
    In Romano, there are a few other factual realities the Court chose to ignore, simply because they did not like how the officer handled herself. (1) It was the medical provider’s decision to sedate the defendant, not the police, so the State did not cause the unconsciousness. (2) The blood drawn was for medical purposes – taking the additional blood for the State required no additional intrusion. So even though the nurse drew more blood, she was not specifically requested to do so by the officer. (3) Defendant, at the time implied consent rights were read was in fact unconscious. (4) If nurse drew the blood without a request from the state, how is that not a private person acting, and therefore 4th amendment not implicated?

    Those four factors lead to two additional considerations not taken up the Court. One, the 4th amendment exclusionary rule only applies to State action so the nurse’s draw not at the behest of Law Enforcement should not be suppressed. Two, the implied consent procedures for testing an unconscious person were followed. Based upon either, the evidence was admissible.

    And there is one other avenue of analysis not taken. And it comes from a case that originated right here in North Carolina.

    “The question presented is whether such a mistake of law can nonetheless give rise to
    the reasonable suspicion necessary to uphold the seizure under the Fourth Amendment. We hold that it can.” Heien v. North Carolina, 574 U. S. ____ (2014) (Slip op. at 1)

**Data records**:
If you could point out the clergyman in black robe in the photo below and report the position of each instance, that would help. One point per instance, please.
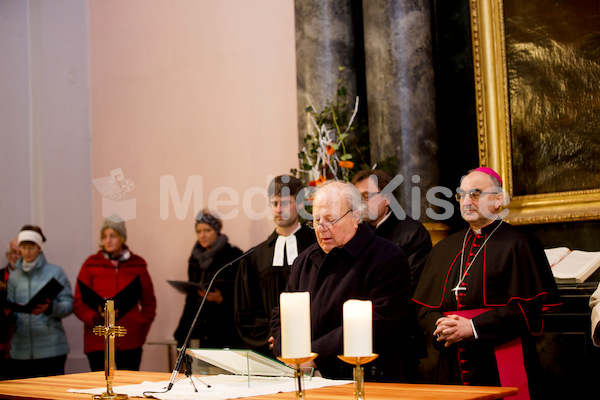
(263, 275)
(350, 262)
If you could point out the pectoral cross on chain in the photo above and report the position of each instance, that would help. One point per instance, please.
(109, 330)
(457, 289)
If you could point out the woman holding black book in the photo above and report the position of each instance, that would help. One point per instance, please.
(40, 295)
(114, 272)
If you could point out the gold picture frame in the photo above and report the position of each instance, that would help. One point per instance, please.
(493, 126)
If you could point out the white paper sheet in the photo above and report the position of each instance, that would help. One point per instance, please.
(223, 387)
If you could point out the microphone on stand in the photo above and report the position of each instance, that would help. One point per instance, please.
(187, 339)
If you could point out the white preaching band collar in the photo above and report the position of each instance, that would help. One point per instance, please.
(291, 248)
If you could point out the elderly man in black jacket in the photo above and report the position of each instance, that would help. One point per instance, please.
(350, 262)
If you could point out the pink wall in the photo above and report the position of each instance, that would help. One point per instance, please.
(190, 88)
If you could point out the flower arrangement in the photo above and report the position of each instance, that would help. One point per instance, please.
(325, 154)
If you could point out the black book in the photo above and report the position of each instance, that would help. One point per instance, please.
(48, 292)
(187, 287)
(125, 300)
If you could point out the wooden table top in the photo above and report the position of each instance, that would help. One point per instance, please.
(54, 387)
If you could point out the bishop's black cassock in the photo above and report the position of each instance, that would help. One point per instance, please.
(510, 277)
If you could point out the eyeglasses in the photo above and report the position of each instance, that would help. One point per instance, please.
(369, 195)
(325, 224)
(283, 203)
(474, 194)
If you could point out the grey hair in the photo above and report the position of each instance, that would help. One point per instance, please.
(348, 192)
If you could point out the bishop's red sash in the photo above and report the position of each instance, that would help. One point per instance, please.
(509, 357)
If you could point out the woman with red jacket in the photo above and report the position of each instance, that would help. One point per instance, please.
(115, 270)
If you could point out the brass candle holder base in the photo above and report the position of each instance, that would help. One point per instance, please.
(298, 374)
(359, 373)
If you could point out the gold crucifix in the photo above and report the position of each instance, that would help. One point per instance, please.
(109, 330)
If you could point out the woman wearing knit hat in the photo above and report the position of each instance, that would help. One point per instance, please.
(115, 269)
(39, 345)
(215, 327)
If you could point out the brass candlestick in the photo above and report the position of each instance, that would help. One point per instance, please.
(109, 330)
(298, 374)
(359, 373)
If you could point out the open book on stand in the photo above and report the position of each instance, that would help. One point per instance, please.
(572, 266)
(242, 362)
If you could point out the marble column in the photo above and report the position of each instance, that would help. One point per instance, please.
(324, 42)
(401, 94)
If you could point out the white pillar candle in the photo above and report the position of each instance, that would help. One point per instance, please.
(294, 309)
(358, 328)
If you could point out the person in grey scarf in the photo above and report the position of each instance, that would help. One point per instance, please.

**Task goal**:
In the passage about the Romano case, who made the decision to sedate the defendant?

**Answer to this problem**:
The medical provider made that decision, not the police.